● **DESCRIPTION OF THE TASK**: Would you please restate all of the data exactly?

Point-per-instance localization data:
== Segment start ==

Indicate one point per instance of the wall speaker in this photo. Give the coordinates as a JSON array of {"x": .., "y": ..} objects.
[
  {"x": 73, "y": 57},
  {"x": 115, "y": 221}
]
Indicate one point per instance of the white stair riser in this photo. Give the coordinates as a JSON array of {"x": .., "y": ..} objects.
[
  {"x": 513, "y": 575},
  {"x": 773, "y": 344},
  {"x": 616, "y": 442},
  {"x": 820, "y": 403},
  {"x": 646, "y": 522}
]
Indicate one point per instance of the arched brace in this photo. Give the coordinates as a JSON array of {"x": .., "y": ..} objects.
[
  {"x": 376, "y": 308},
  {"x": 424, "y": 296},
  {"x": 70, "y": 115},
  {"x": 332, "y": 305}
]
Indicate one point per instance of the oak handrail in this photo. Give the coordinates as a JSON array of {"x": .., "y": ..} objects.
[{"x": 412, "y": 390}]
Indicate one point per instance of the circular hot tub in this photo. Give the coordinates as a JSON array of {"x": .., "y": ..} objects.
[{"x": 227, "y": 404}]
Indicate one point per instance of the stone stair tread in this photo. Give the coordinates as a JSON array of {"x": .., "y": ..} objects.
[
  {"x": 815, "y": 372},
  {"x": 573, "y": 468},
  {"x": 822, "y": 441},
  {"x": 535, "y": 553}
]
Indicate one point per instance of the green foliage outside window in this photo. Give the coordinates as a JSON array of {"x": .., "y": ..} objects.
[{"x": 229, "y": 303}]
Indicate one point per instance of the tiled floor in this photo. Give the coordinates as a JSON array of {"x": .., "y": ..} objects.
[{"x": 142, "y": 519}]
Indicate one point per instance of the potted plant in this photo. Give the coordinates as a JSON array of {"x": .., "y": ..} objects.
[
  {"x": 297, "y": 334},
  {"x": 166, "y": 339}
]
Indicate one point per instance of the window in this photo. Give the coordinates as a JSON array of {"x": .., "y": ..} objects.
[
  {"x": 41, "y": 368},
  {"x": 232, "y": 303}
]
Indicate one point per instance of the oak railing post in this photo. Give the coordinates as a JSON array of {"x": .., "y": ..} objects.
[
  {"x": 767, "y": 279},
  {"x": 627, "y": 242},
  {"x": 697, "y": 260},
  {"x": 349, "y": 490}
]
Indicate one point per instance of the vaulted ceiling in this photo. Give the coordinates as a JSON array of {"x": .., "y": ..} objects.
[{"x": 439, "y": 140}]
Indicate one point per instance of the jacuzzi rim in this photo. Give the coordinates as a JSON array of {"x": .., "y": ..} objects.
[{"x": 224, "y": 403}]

== Segment end ==

● **RESPONSE BELOW**:
Indicate one point per instance of the wall speaker in this photo. Give the coordinates as a JSON array of {"x": .., "y": ..} objects.
[
  {"x": 73, "y": 57},
  {"x": 115, "y": 221}
]
Indicate one point per instance of the white stair riser in this photo. Give the coordinates as a JSON array of {"x": .., "y": ..} objects.
[
  {"x": 513, "y": 575},
  {"x": 773, "y": 344},
  {"x": 616, "y": 442},
  {"x": 820, "y": 403},
  {"x": 646, "y": 522}
]
Indicate one point per instance of the arched brace in this photo. Give the coordinates as a JSON array of {"x": .., "y": ..} objects.
[
  {"x": 376, "y": 308},
  {"x": 424, "y": 296},
  {"x": 70, "y": 115},
  {"x": 332, "y": 305}
]
Indicate one point per instance of the oak handrail in this photo. Give the coordinates as a JSON array of {"x": .., "y": ..} objects.
[{"x": 412, "y": 390}]
Indicate one point per instance of the circular hot tub in this photo. Give the coordinates as a JSON array of {"x": .., "y": ..} objects.
[{"x": 227, "y": 404}]
Indicate one point per instance of the stone stair tread in this photo. Give the coordinates as a JSON array of {"x": .., "y": ..} objects.
[
  {"x": 815, "y": 372},
  {"x": 573, "y": 468},
  {"x": 822, "y": 441},
  {"x": 535, "y": 553}
]
Indicate one point per instance of the green foliage outside window in this photo. Give the coordinates as a JSON array of {"x": .., "y": ..} objects.
[{"x": 229, "y": 303}]
Indicate one point per instance of the tiled floor in this photo. Give the coordinates as a JSON array of {"x": .., "y": ..} objects.
[{"x": 142, "y": 519}]
Indicate one point per instance of the potted plant in this photo. Give the coordinates as a JSON array of {"x": .., "y": ..} objects.
[
  {"x": 297, "y": 334},
  {"x": 166, "y": 339}
]
Indicate one point per instance of the window in this photo. Give the coordinates as a JSON array of {"x": .., "y": ..} objects.
[
  {"x": 41, "y": 368},
  {"x": 232, "y": 303}
]
Indicate one point per instance of the oak railing post in this photo. Give the coordinates as a JSON array of {"x": .., "y": ..} objects.
[
  {"x": 767, "y": 279},
  {"x": 627, "y": 242},
  {"x": 697, "y": 260},
  {"x": 349, "y": 490}
]
Indicate one point per instance of the vaulted ceiling in this photo. Give the coordinates as a JSON array of {"x": .., "y": ..} objects.
[{"x": 439, "y": 140}]
Indicate one point per instance of the jacuzzi rim in this photo. Give the coordinates as a JSON array of {"x": .., "y": ..} objects.
[{"x": 224, "y": 403}]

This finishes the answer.